[Texto exibido]

========

Aproximação não, submissão completa. Estamos pagando militares para servirem ao país mais rico do mundo. Bolsonaro está destruindo a reputação de nossas Forças Armadas. Reverter o dano que a eleição de um criminoso, fascista e ignorante como Bolsonaro causa a um País como o Brasil será muito difícil. Ninguém mais nos verá a sério como Estado, apesar de um novo governo poder recuperar o respeito e colaboração da comunidade internacional. É provável que Trump perca as eleições nos Estados Unidos, apesar de (Joe) Biden ser um candidato com fragilidades. Nesse caso, o Brasil estaria completamente isolado no mundo. É só mais um desastre produzido por este governo incompetente.

O senhor é candidato a presidente em 2022?
Posso ser, mas isso ainda não está configurado. Depende de meu partido e do ambiente político. O que vou trabalhar enquanto viver é defender que o Brasil precisa ter um projeto, ser soberano e se livrar de sua condição de dependência, miséria e desigualdade brutal.

Qual quadro o senhor vislumbra que acontecerá na eleição presidencial de 2022?

========

[Informações exibidas]
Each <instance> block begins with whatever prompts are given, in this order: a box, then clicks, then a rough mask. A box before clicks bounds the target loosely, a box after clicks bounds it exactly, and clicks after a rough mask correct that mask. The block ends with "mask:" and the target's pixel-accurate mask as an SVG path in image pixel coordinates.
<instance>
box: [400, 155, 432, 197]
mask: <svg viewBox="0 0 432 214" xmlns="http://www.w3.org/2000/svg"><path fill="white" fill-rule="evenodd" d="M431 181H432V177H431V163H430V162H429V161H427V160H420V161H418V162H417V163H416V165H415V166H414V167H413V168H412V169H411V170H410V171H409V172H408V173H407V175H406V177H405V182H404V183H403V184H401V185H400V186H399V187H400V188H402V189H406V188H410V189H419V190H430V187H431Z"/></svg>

========

[Suas instruções]
Reproduza fielmente o trecho da entrevista que vai de "O senhor é candidato" até "e desigualdade brutal.".

[Resultado do exercício]
O senhor é candidato a presidente em 2022?
Posso ser, mas isso ainda não está configurado. Depende de meu partido e do ambiente político. O que vou trabalhar enquanto viver é defender que o Brasil precisa ter um projeto, ser soberano e se livrar de sua condição de dependência, miséria e desigualdade brutal.